REQUIRED WORK | Rewrite only the lines between the one holding "y=330, one point per instance." and the one holding "x=167, y=78", inclusive. Switch "distant hill" to "faraway hill" and leave everything else unchanged.

DATASET CONTENT |
##########

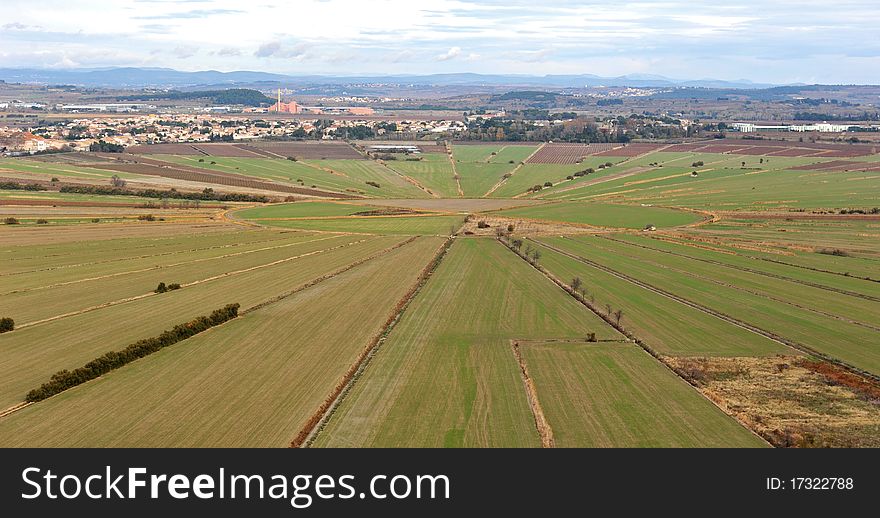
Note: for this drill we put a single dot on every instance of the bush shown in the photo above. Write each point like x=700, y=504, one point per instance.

##########

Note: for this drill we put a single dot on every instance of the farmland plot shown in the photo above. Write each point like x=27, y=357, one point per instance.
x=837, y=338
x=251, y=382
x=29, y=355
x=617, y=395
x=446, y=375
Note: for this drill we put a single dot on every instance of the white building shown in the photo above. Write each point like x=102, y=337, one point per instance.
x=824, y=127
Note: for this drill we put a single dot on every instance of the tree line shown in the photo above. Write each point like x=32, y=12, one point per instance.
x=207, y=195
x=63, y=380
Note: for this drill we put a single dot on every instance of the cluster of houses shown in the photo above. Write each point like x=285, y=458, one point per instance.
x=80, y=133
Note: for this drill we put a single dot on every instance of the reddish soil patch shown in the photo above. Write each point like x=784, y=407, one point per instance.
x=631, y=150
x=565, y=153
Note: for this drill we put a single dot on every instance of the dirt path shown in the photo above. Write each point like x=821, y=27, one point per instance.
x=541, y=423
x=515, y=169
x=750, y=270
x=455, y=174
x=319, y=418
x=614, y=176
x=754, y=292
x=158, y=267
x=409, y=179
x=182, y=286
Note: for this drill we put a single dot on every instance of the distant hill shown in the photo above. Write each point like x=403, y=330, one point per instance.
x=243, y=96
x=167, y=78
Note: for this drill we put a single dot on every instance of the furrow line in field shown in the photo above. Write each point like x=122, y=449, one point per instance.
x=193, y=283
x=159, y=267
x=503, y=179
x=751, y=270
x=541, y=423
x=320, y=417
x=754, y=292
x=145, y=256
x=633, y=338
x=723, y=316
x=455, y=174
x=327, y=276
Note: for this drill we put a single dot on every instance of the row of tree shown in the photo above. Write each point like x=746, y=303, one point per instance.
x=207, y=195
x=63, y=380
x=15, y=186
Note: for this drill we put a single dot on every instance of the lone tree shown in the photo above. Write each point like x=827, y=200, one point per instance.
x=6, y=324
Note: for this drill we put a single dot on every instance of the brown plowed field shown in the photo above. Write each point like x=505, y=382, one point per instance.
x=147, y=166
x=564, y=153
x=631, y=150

##########

COMPLETED TASK |
Note: for this drill we put a single dot on every instance of the faraway hill shown in the photo above. Write each point like x=403, y=330, one point per instance.
x=243, y=96
x=167, y=78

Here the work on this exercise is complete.